(A series of records)
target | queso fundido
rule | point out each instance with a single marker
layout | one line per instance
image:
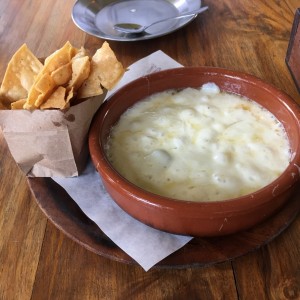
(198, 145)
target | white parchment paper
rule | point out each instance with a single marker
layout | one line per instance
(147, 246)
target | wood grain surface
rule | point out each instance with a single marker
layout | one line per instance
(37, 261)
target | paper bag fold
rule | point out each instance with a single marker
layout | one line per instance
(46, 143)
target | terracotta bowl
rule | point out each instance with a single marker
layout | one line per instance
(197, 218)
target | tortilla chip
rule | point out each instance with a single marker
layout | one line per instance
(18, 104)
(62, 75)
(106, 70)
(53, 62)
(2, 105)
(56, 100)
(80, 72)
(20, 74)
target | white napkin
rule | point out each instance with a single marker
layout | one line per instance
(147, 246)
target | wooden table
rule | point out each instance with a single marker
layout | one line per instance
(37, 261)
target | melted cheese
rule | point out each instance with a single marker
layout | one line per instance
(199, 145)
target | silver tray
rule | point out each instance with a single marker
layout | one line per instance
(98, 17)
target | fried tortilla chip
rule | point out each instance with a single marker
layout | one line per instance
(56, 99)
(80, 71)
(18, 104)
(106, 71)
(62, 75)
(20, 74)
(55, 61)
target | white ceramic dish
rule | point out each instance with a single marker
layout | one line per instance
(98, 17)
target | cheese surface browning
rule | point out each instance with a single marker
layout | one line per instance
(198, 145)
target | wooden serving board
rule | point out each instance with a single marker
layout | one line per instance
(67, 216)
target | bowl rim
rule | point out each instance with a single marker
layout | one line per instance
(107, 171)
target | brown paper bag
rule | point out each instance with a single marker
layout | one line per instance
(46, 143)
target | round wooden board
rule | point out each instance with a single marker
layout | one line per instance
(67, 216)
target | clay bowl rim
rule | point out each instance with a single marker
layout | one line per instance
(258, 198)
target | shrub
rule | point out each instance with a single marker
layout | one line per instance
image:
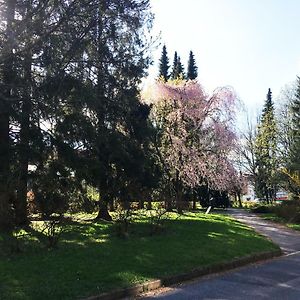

**Prompt**
Repeat every one of the lines above word for word, omitting the pictures.

**Solution**
target | queso fundido
rule | point out each instance with a single marker
layout | one line per instance
image:
(198, 145)
target | white parchment paper
rule | point out each instance with a single marker
layout | one line per instance
(147, 246)
target | wood grain surface
rule | point out each instance with a single marker
layout | one line per instance
(37, 261)
target | paper bag fold
rule | point out each instance with a single marker
layout | one line per instance
(46, 143)
target | terracotta bowl
rule | point out each instance with a single marker
layout | one line per instance
(197, 218)
target | tortilla chip
rule | point out each instance with a single marker
layout | one line per instance
(18, 104)
(62, 75)
(106, 70)
(53, 62)
(2, 105)
(56, 100)
(80, 72)
(20, 74)
target | white napkin
rule | point out each instance with a single marker
layout | one line per instance
(147, 246)
target | wooden table
rule | point out each instance with a single marker
layout | one line per instance
(37, 261)
target | melted cheese
rule | point out each instance with a single marker
layout | one line per instance
(199, 145)
target | silver tray
rule | point out each instance with a single marker
layout | one line per instance
(98, 17)
target | fried tortilla chip
rule | point out each instance with a single marker
layout | one line per instance
(56, 99)
(80, 71)
(18, 104)
(106, 71)
(62, 75)
(20, 74)
(55, 61)
target | white ceramic dish
rule | point out each instance with a single marker
layout | one line per instance
(98, 17)
target | cheese surface browning
rule | point out each instance with a single marker
layout | one line per instance
(198, 145)
target | wooden serving board
rule | point out each instance with a single marker
layout | one line per instance
(67, 216)
target | bowl rim
rule | point out each instance with a single marker
layout | one line per instance
(107, 171)
target | brown paper bag
rule | point out each instance with a single marker
layout | one line per instance
(46, 143)
target | round wooden board
rule | point out each instance with a single marker
layout | one line per instance
(67, 216)
target | clay bowl rim
rule | point out each instance with a single marker
layout | one line per instance
(258, 198)
target | shrub
rule | point out each instance with a single marker
layout | one line per instance
image:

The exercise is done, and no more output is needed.